━━━ Provided passage ━━━
As of April 26, Congress had not received Green's nomination from the White House, according to the congressional record.
Green and a representative for the senator did not respond to requests for comment Wednesday.
The Facebook post stemmed from recent stories in the Huffington Post, The Tennessean and USA Today, which quoted his appearance on Blog Talk Radio in 2016.
During the course of that interview, which covered both transgender bathroom laws as well as fighting ISIS, Green said that his job as a public official is to "crush evil."
The government exists to honor those people who live honorably, who do good things – to reward people who behave well and to crush evil. So that means as a state senator, my responsibility very clearly in Romans 13 is to create an environment where people who do right are rewarded and the people who do wrong are crushed. Evil is crushed. So I'm going to protect women in their bathrooms, and I'm going to protect our state against potential infiltration from the Syrian ISIS people in the refugee program. And whoever wants to stand up and take me on that, I'm ready to fight.
━━━ Record extracts ━━━
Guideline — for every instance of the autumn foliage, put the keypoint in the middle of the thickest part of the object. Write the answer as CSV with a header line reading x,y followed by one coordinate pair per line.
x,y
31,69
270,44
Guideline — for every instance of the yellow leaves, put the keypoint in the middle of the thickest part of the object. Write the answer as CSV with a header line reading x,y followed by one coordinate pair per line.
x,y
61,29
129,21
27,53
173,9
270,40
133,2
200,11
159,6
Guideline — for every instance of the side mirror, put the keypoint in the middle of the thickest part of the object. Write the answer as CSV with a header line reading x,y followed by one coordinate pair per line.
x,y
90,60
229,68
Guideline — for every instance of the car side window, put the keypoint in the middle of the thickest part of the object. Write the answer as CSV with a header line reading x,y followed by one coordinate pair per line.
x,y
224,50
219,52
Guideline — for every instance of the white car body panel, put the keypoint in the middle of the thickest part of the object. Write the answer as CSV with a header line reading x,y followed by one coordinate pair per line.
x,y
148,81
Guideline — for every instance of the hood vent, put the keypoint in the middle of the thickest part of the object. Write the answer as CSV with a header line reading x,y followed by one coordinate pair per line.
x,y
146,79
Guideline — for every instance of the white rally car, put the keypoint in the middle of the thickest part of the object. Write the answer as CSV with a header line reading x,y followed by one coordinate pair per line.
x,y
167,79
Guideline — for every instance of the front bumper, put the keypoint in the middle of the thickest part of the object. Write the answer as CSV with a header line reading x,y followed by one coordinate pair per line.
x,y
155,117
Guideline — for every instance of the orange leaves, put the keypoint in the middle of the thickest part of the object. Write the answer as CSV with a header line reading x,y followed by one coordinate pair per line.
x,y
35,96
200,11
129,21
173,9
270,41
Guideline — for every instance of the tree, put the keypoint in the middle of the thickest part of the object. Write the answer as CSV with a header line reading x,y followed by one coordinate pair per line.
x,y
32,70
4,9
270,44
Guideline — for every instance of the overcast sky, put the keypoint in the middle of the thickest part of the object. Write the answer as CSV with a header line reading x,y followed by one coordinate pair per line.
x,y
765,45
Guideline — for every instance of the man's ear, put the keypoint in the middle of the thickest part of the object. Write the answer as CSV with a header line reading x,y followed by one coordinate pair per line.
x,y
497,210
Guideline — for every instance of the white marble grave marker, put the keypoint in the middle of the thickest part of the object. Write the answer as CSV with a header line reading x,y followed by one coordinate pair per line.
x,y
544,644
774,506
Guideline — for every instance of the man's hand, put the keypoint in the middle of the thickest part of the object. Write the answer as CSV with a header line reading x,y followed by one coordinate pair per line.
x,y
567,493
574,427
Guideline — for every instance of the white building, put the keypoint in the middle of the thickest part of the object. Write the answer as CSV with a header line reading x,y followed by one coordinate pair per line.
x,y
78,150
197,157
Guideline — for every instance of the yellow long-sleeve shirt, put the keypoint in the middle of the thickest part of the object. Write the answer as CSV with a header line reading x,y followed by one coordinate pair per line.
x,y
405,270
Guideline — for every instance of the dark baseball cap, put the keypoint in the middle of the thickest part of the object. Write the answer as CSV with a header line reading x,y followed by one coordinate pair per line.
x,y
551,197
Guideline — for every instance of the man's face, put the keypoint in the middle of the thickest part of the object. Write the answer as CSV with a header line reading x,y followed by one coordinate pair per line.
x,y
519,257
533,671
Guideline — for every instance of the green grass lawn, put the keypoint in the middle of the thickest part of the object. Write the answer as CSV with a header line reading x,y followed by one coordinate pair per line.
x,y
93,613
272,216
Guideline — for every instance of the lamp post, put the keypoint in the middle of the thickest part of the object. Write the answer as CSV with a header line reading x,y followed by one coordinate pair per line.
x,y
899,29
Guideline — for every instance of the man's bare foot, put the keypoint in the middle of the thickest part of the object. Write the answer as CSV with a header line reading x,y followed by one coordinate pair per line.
━━━
▶ **Tasks and exercises**
1) In the article about Green's nomination and past remarks, which radio program did Green appear on in 2016?
2) Extend the article about Green's nomination and past remarks, picking up after its final sentence.

▶ **Your responses**
1) Blog Talk Radio.

2)
In context, he was talking about the possibility that rapists would take advantage of transgender bathroom laws — which allow people to use the restroom of the gender with which they identify — to prey on women.
"There are 300,000 rapes in the United States every year," Green said earlier in the interview. "Three hundred thousand women who are sexually assaulted by predators. We know this. It’s documented. It’s factual. To think that some young guy isn’t going to take advantage of the system where we’re going to allow guys to go into the bathroom ― the women’s bathroom ― to think that it’s not going to happen is just ridiculous."
Some — including transgender Olympic gold medalist Caitlin Jenner, who spoke out against him in a Monday appearance on Tucker Carlson Tonight — have taken his statements to mean that he thinks transgender people are evil and must be crushed.
LGBT advocates have also called out Green for supporting a Tennessee law that would require local governments to do business with private companies regardless of whether their human resources policies allow discrimination against LGBT employees.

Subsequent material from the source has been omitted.